### Task to complete
Which lines in the material below contain the word "green"? Report each of them in full, word for word.

______________________________

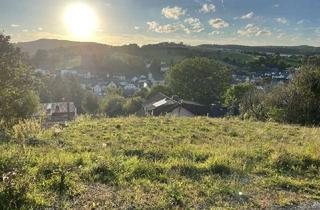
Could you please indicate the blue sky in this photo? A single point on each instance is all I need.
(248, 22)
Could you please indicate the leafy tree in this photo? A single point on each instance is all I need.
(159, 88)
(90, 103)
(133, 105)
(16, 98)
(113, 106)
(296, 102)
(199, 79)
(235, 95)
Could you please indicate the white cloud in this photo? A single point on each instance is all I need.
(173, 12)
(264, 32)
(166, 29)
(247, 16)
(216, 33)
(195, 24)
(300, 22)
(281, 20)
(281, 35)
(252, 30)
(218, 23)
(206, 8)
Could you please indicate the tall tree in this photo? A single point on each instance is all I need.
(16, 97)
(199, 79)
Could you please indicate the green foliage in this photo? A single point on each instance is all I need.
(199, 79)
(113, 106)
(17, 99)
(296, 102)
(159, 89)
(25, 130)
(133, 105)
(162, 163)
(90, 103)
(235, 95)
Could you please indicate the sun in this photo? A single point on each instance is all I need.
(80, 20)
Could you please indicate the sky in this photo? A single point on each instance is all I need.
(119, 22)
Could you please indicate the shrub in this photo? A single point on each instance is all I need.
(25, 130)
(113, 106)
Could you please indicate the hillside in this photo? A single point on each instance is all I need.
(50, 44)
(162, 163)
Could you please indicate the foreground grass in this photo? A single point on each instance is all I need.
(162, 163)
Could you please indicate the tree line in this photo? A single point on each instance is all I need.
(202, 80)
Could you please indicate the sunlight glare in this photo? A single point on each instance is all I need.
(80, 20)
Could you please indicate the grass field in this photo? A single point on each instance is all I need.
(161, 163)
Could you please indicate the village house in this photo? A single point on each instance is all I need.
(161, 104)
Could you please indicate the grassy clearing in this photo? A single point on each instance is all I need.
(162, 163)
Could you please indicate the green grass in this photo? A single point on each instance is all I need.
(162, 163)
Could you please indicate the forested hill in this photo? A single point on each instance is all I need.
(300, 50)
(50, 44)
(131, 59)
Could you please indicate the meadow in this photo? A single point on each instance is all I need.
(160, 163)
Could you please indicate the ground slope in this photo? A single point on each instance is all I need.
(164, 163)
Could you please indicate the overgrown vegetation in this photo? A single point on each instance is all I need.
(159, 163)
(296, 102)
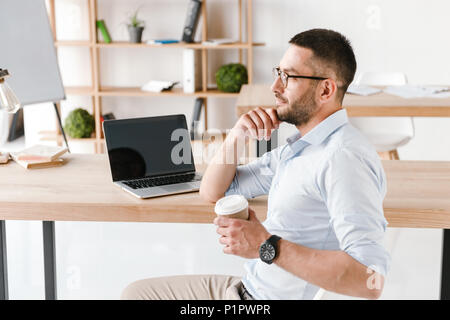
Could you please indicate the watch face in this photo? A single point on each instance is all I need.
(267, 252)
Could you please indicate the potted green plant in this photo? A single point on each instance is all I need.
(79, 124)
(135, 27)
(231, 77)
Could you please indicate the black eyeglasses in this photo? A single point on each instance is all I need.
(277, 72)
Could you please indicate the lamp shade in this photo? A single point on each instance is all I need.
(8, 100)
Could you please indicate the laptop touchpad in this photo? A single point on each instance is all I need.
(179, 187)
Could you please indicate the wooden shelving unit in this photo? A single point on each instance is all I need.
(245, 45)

______________________________

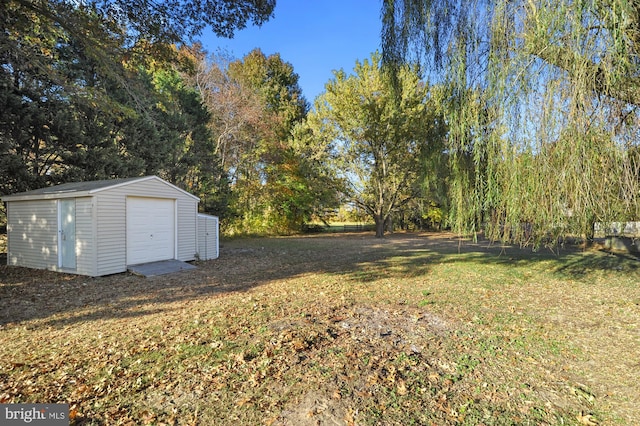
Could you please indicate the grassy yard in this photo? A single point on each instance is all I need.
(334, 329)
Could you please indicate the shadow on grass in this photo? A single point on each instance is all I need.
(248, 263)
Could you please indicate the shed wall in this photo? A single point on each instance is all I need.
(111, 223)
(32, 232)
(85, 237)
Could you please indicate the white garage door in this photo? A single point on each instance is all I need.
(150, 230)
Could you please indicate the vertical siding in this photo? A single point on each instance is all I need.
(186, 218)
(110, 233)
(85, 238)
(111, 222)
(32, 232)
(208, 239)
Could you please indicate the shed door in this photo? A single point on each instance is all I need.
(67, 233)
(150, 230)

______________________________

### Complete output
Could you please indicate the green foliage in this photo? A single point on each instance is all I need.
Could you please indicate the green grass in this photo? A single point on each instance is all I need.
Could you please indicate the potted green plant in this photo? A single point on each instance is all I need.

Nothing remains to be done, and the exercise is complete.